▸ EXERCISE INPUTS
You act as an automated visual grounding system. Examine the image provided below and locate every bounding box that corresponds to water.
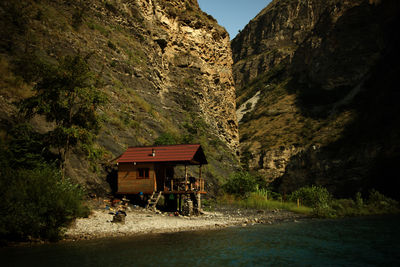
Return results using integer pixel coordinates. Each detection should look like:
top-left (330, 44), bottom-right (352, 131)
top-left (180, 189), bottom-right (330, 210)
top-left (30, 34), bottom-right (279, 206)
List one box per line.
top-left (0, 217), bottom-right (400, 267)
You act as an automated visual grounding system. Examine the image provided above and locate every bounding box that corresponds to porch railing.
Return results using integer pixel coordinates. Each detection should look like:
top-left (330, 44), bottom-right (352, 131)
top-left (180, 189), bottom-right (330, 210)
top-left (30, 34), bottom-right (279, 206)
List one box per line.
top-left (165, 177), bottom-right (204, 192)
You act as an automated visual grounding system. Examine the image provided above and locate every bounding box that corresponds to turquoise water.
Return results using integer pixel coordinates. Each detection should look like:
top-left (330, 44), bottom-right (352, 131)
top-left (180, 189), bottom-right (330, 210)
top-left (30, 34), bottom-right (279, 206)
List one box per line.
top-left (0, 217), bottom-right (400, 267)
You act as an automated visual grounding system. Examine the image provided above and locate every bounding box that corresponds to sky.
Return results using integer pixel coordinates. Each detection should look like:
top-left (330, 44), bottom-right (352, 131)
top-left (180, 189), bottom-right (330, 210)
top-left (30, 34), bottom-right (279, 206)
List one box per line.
top-left (197, 0), bottom-right (271, 39)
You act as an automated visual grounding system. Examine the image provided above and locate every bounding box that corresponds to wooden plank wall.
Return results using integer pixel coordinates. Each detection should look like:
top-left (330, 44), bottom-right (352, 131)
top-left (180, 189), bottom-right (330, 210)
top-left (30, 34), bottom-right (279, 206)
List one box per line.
top-left (118, 163), bottom-right (155, 194)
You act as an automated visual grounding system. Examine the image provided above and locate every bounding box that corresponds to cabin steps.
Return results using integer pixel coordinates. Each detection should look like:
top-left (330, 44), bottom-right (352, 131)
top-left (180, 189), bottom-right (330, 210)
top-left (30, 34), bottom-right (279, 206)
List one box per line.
top-left (146, 191), bottom-right (162, 211)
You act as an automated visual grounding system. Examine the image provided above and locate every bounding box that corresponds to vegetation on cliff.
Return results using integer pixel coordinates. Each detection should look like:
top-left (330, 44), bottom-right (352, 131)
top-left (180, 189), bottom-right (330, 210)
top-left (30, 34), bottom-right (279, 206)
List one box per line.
top-left (0, 0), bottom-right (238, 199)
top-left (232, 0), bottom-right (400, 198)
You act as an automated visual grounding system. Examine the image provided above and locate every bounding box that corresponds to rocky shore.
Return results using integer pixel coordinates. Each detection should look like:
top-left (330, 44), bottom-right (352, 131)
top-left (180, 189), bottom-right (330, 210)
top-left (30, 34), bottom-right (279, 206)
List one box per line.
top-left (65, 207), bottom-right (306, 241)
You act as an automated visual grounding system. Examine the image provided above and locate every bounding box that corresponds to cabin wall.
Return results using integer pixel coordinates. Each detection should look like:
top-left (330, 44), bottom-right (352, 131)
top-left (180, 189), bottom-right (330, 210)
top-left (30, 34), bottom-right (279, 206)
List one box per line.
top-left (118, 163), bottom-right (156, 194)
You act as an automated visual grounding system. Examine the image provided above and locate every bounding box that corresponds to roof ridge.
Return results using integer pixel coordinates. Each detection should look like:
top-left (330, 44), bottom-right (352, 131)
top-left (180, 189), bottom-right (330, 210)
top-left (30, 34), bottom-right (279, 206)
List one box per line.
top-left (128, 144), bottom-right (201, 148)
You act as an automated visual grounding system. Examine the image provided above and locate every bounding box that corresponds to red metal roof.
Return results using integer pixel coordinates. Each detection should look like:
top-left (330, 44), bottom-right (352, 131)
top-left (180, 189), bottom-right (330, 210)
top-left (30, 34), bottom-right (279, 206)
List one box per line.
top-left (117, 144), bottom-right (207, 164)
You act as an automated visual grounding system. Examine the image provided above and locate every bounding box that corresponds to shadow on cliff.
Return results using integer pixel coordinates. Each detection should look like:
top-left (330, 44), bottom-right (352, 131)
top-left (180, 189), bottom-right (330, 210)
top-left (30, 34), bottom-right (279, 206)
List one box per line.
top-left (275, 1), bottom-right (400, 199)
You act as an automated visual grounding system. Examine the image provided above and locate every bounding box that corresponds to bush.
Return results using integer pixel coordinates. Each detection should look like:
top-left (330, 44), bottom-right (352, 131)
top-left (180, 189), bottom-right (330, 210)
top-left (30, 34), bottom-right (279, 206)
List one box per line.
top-left (0, 163), bottom-right (89, 241)
top-left (289, 185), bottom-right (332, 217)
top-left (367, 189), bottom-right (399, 211)
top-left (154, 133), bottom-right (179, 146)
top-left (223, 172), bottom-right (257, 197)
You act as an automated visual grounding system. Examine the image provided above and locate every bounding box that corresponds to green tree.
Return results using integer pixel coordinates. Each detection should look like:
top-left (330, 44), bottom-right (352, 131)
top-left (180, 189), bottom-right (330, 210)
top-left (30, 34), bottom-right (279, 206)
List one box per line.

▸ PROBLEM TO WORK ON
Copy out all of the rows above, swapping "integer pixel coordinates" for "whole-number pixel coordinates" wherever it appears and changing nothing else. Leave the pictures out of your copy.

▸ RESULT
You act as an automated visual grounding system. Examine the image provided below and locate every bounding box that corresponds to water.
Return results using whole-number pixel coordinates. Each detection should look like:
top-left (330, 44), bottom-right (352, 131)
top-left (180, 189), bottom-right (330, 210)
top-left (30, 34), bottom-right (279, 206)
List one box per line.
top-left (0, 217), bottom-right (400, 267)
You act as an automated visual grounding system. Examine the image provided above and locate every bounding box that corresponds to porch railing.
Return results using whole-number pixel coordinates. Each detection should look like:
top-left (330, 44), bottom-right (352, 131)
top-left (180, 189), bottom-right (330, 210)
top-left (30, 34), bottom-right (279, 206)
List one box per line.
top-left (165, 177), bottom-right (204, 192)
You act as an automated visual grounding system. Examine the image provided above and locate every bounding box that corresponds to turquoise water.
Return results using whole-number pixel coordinates. Each detection should look like:
top-left (330, 44), bottom-right (352, 131)
top-left (180, 189), bottom-right (330, 210)
top-left (30, 34), bottom-right (279, 206)
List one box per line.
top-left (0, 217), bottom-right (400, 267)
You act as an automated visual grounding system. Examine the image provided above and locate every bounding box that corresponds to sky.
Return results using whole-number pixel coordinates. Each detection should look like:
top-left (330, 44), bottom-right (352, 131)
top-left (180, 189), bottom-right (330, 210)
top-left (30, 34), bottom-right (279, 206)
List one box per line.
top-left (197, 0), bottom-right (271, 39)
You act as an automated visual grounding system. Examine the image provided above and locate every bounding box that corresponds to wooden plank wall.
Return results using whole-number pixel coordinates. Each detection should look like:
top-left (330, 44), bottom-right (352, 131)
top-left (180, 189), bottom-right (330, 210)
top-left (30, 34), bottom-right (279, 206)
List one box per line.
top-left (118, 163), bottom-right (155, 194)
You act as an automated visual grounding system. Examine the image provided above and locate every bounding box that corresponds to cabin steps.
Return results using whole-number pixel coordinates. Each detection should look like:
top-left (330, 44), bottom-right (352, 131)
top-left (180, 189), bottom-right (330, 210)
top-left (30, 34), bottom-right (279, 206)
List one box per line.
top-left (146, 191), bottom-right (162, 211)
You act as an automated visual grounding system. Examine the image provided above and locate every bounding box that corresponds to vegetation on cliff.
Return results using whole-number pixel coordinates. Each detection should look like:
top-left (330, 44), bottom-right (352, 131)
top-left (180, 189), bottom-right (330, 210)
top-left (30, 34), bottom-right (279, 206)
List one box per line.
top-left (0, 0), bottom-right (238, 199)
top-left (232, 0), bottom-right (400, 198)
You act as an automated visual grounding system. Examine the image provided above and locate every bounding box that corresponds to rocky shore.
Return results using whole-number pixel coordinates. Each detection should look like:
top-left (330, 44), bottom-right (352, 131)
top-left (180, 189), bottom-right (330, 210)
top-left (30, 34), bottom-right (279, 206)
List one box per line.
top-left (65, 207), bottom-right (306, 241)
You act as an automated visual grounding system. Examine the image provided above and locate every bounding box that corresponds to cabin wall.
Return results using whole-number pixel coordinates. Each detection should look like:
top-left (330, 44), bottom-right (352, 131)
top-left (180, 189), bottom-right (330, 210)
top-left (30, 34), bottom-right (279, 206)
List one box per line.
top-left (118, 163), bottom-right (156, 194)
You act as an automated visual grounding system. Examine the image provided above and locate every bounding box that corresponds to roof ridge.
Return results using whole-number pixel coordinates. Each detection should look like:
top-left (330, 44), bottom-right (352, 131)
top-left (180, 189), bottom-right (330, 210)
top-left (30, 34), bottom-right (279, 206)
List one box per line.
top-left (128, 144), bottom-right (201, 148)
You act as an automated visual grounding system. Examine the image provided above and locate every bounding box that corresponds to red metal roof.
Return results using whole-number pixel coordinates. Each detection should look like:
top-left (330, 44), bottom-right (352, 131)
top-left (180, 189), bottom-right (330, 210)
top-left (30, 34), bottom-right (279, 206)
List one box per line.
top-left (117, 144), bottom-right (207, 164)
You act as an automated visual grounding system. Examine the image provided above and locate every bounding box that corresponds to shadow on cliff.
Return results using whole-number pixel coordinates. Each detection should look like:
top-left (330, 44), bottom-right (352, 131)
top-left (180, 189), bottom-right (330, 210)
top-left (30, 34), bottom-right (279, 206)
List one box per line.
top-left (275, 1), bottom-right (400, 199)
You act as an automated visual grounding system. Examine the image provided above and locate every bounding box that corresponds to bush.
Return results using whole-number pixel coordinates. Each detection should look like:
top-left (330, 44), bottom-right (352, 131)
top-left (180, 189), bottom-right (330, 210)
top-left (30, 34), bottom-right (279, 206)
List one box per line.
top-left (0, 163), bottom-right (89, 241)
top-left (289, 185), bottom-right (332, 217)
top-left (367, 189), bottom-right (399, 211)
top-left (154, 133), bottom-right (179, 146)
top-left (223, 172), bottom-right (257, 197)
You act as an automated visual grounding system. Examine the image provided above and locate every bounding box that corresponds to green tree.
Return results using whole-number pixel coordinates. Each detection should look like:
top-left (330, 44), bottom-right (352, 131)
top-left (180, 189), bottom-right (330, 210)
top-left (30, 34), bottom-right (279, 206)
List one box per line.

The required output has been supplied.